* [TASK DETAILS]:
Copy nothing but the text: repeat each entry exactly and drop the images.

[Data items]
════════════════════
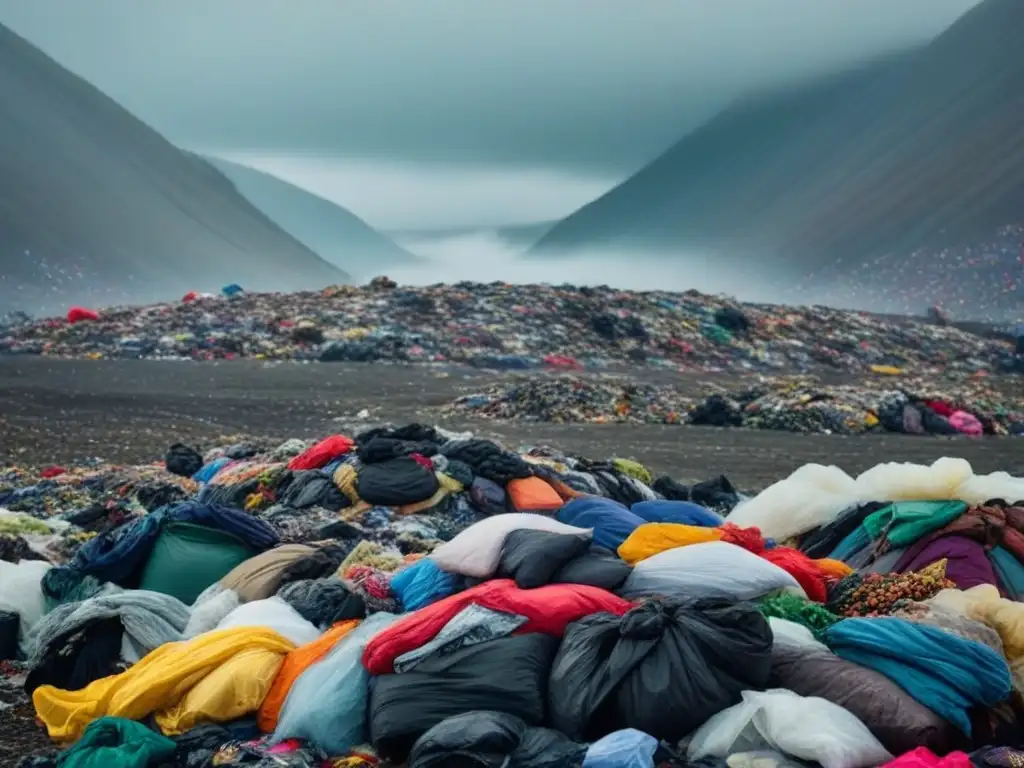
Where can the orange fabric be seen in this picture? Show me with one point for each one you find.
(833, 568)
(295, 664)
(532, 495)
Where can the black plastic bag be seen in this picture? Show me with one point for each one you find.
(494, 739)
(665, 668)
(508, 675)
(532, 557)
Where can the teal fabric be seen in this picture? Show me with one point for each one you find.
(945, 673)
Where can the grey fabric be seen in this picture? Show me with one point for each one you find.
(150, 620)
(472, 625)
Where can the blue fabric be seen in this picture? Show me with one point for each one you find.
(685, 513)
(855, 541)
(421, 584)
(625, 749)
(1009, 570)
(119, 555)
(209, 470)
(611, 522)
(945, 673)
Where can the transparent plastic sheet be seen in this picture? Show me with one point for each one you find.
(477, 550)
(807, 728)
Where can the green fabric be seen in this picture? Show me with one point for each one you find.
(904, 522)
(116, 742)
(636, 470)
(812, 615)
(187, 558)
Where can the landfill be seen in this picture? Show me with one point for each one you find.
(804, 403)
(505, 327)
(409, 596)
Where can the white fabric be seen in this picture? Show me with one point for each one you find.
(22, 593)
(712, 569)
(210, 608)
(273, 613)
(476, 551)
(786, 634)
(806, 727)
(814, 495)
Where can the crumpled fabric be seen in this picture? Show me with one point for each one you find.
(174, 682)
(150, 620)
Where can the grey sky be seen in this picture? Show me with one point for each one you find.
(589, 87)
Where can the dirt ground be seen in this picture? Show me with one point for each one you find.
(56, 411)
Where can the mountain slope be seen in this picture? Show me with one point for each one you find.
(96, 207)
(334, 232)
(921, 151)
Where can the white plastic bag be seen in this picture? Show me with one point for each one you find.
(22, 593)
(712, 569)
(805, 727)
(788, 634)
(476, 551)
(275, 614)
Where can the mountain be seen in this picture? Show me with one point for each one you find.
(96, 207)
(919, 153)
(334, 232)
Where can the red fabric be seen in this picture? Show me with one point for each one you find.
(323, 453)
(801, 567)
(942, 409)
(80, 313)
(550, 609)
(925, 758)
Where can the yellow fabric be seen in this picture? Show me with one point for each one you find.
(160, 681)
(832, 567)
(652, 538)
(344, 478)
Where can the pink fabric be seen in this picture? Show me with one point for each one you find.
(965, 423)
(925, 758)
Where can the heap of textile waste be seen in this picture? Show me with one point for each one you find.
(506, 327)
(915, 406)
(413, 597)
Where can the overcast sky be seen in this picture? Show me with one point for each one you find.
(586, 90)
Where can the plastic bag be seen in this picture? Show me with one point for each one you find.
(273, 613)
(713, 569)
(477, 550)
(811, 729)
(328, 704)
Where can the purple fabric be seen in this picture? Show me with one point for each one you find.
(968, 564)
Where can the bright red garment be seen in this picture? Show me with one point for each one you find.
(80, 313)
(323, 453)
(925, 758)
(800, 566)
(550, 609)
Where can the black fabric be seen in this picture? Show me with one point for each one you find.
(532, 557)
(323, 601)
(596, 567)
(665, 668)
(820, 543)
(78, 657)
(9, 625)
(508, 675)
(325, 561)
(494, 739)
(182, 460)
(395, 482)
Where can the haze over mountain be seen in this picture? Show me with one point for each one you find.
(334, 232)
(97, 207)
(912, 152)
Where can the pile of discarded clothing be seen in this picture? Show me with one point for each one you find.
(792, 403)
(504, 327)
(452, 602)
════════════════════
* [WRITTEN ANSWER]:
Where can the orange fabric be seen in this picture? Show me with one point for each one you find.
(833, 568)
(295, 664)
(532, 495)
Where can the black plastic bag be seen in this picture? Show me with one point for each one you find.
(494, 739)
(665, 668)
(508, 675)
(532, 557)
Where can the teal fabric be seen in this picture? Show me with one point for each one you find.
(945, 673)
Where can the grey fabric be seen in this picture? Show me with one point for each one you find.
(150, 620)
(472, 625)
Where can the blue fabric be seen in this picture? Show me with one point for each one you find.
(685, 513)
(855, 541)
(421, 584)
(625, 749)
(1009, 570)
(119, 555)
(209, 470)
(611, 522)
(945, 673)
Where can the transparent plastic sheet be seen in this picture? Show me with one point for each one you find.
(477, 550)
(807, 728)
Where can the green fabric be seen in this picture? Show me with one point for each one you find.
(904, 522)
(116, 742)
(636, 470)
(812, 615)
(187, 558)
Where can the landfill be seen in this picture? Show me with one point for each one you find.
(804, 403)
(505, 327)
(409, 596)
Where can the white fabric be seen in this picture? Show me with one point for each one you find.
(22, 593)
(712, 569)
(210, 608)
(273, 613)
(476, 551)
(786, 634)
(806, 727)
(814, 495)
Where can the crumpled fabric be seen in this picture? Show me with one point for each one you find.
(174, 682)
(150, 620)
Where can the grey sky be seen in this picture? Show me with one point for each one you find.
(589, 87)
Where can the dirt ground be seen in this picture? Show me with one point for each one you find.
(56, 411)
Where can the mountain slope be seen in this picture? Show me with one point for each one you find.
(96, 207)
(334, 232)
(921, 151)
Where can the white plastic bag be seen in this picture? Show me with one point for each one you find.
(22, 593)
(712, 569)
(805, 727)
(788, 634)
(476, 551)
(275, 614)
Where can the mountain be seen in this picture? Show me with one point for each one you find.
(96, 207)
(919, 153)
(334, 232)
Where can the red fabric be seen in this picture? Show me with one point for each one you find.
(323, 453)
(801, 567)
(942, 409)
(80, 313)
(550, 609)
(925, 758)
Where can the yellow fabric be seen in this picture? Show me with one point for each one you find.
(160, 681)
(832, 567)
(652, 538)
(344, 478)
Where can the pink fabric be seen in this picture? Show me with one point for each one you find.
(965, 423)
(925, 758)
Where can the heap of textile waste be seen in this picture? Show me with one point for each one you find.
(506, 327)
(915, 406)
(413, 597)
Where can the overcast sky be seen in this picture? Show me with one point for each one you find.
(586, 90)
Where can the plastic bag be seen in this picture? Show me with one point for each one you find.
(273, 613)
(713, 569)
(477, 550)
(811, 729)
(328, 704)
Where can the purple fabric be seen in this picture? Show me with one point for each one you find.
(968, 564)
Where can the bright red garment be seen in this picture? Show me with one point for each one you find.
(80, 313)
(323, 453)
(925, 758)
(800, 566)
(550, 609)
Where can the black fabric be seen in this picture? Show me with one point for each one you find.
(532, 557)
(323, 601)
(596, 567)
(665, 668)
(820, 543)
(78, 657)
(9, 625)
(508, 675)
(325, 561)
(494, 739)
(182, 460)
(395, 482)
Where can the haze over mountain be seen in this picture? Show me with one point for each one you find.
(334, 232)
(97, 207)
(912, 152)
Where can the pile of discarded clothing be seen in this picture? Show me with one point for each one you find.
(792, 403)
(504, 327)
(452, 602)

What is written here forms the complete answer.